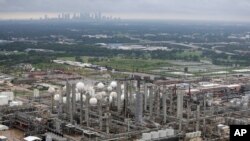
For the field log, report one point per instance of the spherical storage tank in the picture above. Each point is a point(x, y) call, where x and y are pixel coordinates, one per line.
point(100, 85)
point(162, 133)
point(113, 94)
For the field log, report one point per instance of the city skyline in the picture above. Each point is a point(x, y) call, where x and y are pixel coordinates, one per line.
point(212, 10)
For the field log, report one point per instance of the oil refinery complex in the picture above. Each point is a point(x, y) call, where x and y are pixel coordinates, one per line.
point(68, 107)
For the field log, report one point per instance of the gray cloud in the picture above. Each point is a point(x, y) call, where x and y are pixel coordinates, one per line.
point(217, 9)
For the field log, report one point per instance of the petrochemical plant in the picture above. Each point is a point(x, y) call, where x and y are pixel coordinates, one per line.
point(132, 108)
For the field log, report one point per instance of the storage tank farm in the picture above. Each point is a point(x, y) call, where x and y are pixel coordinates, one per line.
point(132, 108)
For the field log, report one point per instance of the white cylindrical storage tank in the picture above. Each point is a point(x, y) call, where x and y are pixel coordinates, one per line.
point(103, 93)
point(162, 133)
point(48, 138)
point(154, 135)
point(4, 100)
point(122, 87)
point(64, 99)
point(170, 132)
point(100, 85)
point(113, 94)
point(57, 97)
point(113, 84)
point(146, 136)
point(122, 97)
point(51, 90)
point(109, 88)
point(98, 96)
point(93, 101)
point(80, 86)
point(36, 93)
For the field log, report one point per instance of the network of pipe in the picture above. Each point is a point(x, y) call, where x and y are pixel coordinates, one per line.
point(133, 104)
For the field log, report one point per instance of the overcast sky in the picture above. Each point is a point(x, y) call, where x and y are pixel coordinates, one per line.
point(230, 10)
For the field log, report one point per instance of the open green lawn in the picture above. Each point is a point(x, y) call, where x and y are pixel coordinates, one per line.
point(137, 65)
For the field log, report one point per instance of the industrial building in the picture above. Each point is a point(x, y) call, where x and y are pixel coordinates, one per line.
point(131, 108)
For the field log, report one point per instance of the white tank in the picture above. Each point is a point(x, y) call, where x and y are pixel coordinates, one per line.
point(113, 94)
point(109, 88)
point(170, 132)
point(80, 86)
point(103, 93)
point(64, 99)
point(36, 93)
point(64, 88)
point(51, 90)
point(154, 135)
point(122, 87)
point(98, 96)
point(122, 97)
point(4, 100)
point(100, 85)
point(48, 138)
point(113, 84)
point(146, 136)
point(162, 133)
point(93, 101)
point(57, 97)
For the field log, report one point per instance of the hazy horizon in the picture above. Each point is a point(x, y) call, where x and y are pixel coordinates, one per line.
point(207, 10)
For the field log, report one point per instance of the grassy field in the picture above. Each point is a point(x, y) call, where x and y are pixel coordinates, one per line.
point(132, 65)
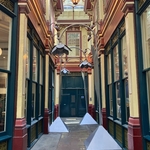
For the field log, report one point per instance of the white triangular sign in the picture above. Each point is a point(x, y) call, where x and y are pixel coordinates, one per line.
point(58, 126)
point(100, 139)
point(87, 119)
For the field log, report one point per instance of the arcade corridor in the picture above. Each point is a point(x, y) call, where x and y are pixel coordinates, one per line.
point(66, 58)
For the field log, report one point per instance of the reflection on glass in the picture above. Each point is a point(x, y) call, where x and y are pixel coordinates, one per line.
point(116, 63)
point(124, 57)
point(5, 40)
point(127, 106)
point(34, 72)
point(145, 25)
point(33, 100)
point(41, 69)
point(27, 58)
point(3, 100)
point(110, 100)
point(118, 101)
point(109, 68)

+ + + +

__Task item__: Take the line with "the white triangular" and every line after it in the data, and please reproduce them exactly, leaving out all other lines.

__Answer area__:
For the field log, report one point per instance of the white triangular sign in the picture above. Each point is a point(x, y) call, where x and y are pixel coordinates, one per line.
point(58, 126)
point(100, 139)
point(87, 119)
For the field log, report one point per instance of the arcade corridor in the picture above. Each point is a point(x, y) call, where x and y are pixel coordinates, one per line.
point(66, 58)
For the field log, report one point per instance of the reflection on glass in the picture above. Each point is a point(x, y) call, where x and y are pixel coordinates, one per line.
point(116, 63)
point(124, 57)
point(5, 40)
point(127, 106)
point(34, 72)
point(145, 25)
point(33, 100)
point(41, 69)
point(27, 58)
point(3, 100)
point(110, 100)
point(118, 101)
point(109, 68)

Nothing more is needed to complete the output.